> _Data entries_
-- Begin --

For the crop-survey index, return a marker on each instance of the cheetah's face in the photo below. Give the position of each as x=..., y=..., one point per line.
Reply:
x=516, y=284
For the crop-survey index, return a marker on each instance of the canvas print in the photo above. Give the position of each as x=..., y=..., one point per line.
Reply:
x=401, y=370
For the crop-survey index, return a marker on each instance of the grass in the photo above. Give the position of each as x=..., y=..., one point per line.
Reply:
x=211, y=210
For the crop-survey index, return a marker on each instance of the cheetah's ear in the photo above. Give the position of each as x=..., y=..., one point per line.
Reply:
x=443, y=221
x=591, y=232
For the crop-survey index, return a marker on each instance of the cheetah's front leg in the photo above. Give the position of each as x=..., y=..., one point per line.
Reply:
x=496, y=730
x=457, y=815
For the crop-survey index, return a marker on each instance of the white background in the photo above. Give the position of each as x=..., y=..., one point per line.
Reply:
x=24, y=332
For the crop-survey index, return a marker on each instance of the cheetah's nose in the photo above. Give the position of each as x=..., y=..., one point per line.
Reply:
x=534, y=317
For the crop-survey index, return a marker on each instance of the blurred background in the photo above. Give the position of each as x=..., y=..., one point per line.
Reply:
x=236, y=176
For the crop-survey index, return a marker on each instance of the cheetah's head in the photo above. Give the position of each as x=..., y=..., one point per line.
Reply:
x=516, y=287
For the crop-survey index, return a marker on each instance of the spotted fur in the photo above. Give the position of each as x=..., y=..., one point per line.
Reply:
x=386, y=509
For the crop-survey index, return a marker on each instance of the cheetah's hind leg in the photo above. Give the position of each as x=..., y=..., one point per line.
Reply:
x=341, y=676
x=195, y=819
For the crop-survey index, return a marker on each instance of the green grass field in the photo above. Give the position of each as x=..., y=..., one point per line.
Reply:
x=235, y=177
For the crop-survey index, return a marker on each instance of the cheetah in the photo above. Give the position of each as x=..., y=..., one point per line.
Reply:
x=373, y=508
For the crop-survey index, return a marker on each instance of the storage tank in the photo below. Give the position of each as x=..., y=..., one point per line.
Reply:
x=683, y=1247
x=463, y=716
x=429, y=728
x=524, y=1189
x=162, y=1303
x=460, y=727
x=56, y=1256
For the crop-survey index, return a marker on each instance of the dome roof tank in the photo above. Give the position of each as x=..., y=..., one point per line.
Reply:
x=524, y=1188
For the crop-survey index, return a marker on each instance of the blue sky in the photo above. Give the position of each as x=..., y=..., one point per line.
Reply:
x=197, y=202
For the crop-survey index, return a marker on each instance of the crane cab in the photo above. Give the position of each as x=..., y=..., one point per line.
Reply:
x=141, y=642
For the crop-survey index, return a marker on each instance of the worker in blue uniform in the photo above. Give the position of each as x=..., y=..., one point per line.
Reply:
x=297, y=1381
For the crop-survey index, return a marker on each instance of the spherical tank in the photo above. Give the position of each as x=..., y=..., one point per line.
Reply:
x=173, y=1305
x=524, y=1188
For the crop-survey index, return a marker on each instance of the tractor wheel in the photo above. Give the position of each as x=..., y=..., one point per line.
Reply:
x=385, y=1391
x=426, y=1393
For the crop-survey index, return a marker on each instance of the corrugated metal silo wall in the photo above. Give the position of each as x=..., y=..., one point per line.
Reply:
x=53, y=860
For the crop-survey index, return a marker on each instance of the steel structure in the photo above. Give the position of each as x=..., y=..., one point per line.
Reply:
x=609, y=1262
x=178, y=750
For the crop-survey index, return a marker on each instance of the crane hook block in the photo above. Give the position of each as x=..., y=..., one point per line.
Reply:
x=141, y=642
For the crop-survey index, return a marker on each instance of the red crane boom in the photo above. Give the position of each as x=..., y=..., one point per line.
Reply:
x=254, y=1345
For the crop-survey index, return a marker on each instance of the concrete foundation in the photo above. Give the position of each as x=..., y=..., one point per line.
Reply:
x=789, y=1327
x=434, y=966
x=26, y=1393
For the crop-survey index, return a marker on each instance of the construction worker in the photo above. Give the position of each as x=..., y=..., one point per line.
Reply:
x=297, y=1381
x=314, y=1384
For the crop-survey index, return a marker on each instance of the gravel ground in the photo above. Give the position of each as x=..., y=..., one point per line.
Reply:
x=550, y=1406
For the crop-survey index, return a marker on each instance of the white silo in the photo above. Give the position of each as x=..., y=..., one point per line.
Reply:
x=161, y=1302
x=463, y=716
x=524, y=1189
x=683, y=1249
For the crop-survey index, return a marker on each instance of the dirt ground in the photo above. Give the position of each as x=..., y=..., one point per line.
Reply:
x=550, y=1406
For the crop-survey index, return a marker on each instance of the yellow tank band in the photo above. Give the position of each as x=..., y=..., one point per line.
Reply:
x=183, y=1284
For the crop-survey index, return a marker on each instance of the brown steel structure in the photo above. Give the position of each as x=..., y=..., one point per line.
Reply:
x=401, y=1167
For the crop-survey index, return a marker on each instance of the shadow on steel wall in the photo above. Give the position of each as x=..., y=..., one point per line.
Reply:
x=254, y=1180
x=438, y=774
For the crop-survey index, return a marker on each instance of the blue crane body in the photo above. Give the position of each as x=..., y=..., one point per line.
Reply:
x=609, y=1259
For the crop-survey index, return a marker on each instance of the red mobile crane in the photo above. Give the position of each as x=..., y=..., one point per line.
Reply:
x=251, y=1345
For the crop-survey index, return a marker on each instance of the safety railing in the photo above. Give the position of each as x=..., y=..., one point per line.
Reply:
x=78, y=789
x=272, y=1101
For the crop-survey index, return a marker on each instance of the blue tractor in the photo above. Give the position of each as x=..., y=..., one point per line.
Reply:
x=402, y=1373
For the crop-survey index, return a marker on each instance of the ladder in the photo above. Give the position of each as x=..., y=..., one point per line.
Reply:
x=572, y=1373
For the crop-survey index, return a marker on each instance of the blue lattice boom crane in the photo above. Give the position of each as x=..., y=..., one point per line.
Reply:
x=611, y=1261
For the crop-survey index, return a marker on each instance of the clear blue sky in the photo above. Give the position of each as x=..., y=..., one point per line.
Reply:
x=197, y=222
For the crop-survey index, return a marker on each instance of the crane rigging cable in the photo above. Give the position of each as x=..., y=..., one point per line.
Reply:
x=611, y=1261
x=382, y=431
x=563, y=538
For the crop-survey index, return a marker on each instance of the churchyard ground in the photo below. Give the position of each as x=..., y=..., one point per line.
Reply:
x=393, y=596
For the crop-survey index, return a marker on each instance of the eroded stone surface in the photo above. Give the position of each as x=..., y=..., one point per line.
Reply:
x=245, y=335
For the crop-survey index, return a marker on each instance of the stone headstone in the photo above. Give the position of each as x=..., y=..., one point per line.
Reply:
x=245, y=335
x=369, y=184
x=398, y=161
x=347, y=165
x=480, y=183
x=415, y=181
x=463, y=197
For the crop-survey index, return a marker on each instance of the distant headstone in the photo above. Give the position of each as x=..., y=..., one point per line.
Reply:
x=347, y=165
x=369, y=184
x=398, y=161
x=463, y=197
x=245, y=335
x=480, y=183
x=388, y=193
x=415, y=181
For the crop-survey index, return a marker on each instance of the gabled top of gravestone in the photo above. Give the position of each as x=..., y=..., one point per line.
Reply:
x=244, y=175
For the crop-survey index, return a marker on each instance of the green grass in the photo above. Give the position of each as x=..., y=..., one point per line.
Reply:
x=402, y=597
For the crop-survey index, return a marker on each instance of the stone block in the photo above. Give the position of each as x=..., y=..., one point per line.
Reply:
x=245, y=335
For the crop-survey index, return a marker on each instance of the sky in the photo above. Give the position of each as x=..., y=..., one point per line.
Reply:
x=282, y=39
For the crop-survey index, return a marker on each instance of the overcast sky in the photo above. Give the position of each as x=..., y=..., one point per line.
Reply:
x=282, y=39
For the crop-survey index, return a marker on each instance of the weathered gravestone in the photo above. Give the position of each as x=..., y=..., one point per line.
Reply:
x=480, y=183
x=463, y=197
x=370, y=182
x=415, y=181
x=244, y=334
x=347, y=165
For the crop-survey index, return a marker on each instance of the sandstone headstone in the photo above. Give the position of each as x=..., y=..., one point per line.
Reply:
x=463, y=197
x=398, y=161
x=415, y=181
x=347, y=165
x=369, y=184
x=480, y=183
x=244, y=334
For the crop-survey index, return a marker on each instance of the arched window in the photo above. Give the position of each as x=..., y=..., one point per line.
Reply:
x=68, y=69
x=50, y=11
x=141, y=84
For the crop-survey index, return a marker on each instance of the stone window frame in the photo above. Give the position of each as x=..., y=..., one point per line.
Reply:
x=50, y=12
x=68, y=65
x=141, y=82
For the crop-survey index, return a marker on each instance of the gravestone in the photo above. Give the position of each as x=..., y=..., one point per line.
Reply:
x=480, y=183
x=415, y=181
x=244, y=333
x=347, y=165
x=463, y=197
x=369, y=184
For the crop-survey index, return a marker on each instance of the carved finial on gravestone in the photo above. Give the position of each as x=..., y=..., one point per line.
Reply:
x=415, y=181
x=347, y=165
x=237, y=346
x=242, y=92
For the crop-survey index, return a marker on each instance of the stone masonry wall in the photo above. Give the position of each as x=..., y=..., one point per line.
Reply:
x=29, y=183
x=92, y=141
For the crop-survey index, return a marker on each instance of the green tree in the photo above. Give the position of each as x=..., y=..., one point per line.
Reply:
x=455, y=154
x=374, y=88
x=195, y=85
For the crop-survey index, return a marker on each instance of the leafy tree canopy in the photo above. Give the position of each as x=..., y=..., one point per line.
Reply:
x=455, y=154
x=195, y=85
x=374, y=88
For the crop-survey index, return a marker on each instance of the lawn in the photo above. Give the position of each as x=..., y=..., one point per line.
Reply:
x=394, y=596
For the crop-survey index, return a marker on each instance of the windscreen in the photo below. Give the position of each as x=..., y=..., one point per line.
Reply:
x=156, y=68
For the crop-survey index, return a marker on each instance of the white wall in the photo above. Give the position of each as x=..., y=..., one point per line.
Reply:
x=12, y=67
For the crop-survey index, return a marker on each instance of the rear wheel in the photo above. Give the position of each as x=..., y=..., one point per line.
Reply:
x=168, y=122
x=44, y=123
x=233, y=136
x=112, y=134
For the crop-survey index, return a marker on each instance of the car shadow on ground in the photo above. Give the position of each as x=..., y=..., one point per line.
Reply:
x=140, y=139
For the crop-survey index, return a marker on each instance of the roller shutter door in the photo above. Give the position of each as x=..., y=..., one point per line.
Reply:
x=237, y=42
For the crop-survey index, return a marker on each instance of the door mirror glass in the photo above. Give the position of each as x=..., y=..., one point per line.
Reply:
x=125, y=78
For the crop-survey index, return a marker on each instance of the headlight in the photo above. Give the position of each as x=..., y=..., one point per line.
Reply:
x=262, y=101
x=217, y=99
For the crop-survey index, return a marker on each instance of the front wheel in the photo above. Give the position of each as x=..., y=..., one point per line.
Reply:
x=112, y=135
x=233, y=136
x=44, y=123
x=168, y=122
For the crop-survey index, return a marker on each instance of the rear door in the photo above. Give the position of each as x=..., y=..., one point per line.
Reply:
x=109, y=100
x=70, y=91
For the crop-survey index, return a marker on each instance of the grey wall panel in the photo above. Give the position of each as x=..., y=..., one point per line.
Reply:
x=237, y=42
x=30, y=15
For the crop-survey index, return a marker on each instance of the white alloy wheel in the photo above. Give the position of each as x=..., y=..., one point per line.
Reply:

-- End --

> _PROBLEM DETAILS_
Copy the lines from the one containing "of the concrete" through the one containing "x=26, y=1393", leaving every character as it is.

> _PROBLEM SOLUTION_
For the crop-survey index, return a marker on each instance of the concrete foundation in the photo above. Give the position of each as x=..., y=..., one point per line.
Reply:
x=789, y=1327
x=434, y=966
x=26, y=1393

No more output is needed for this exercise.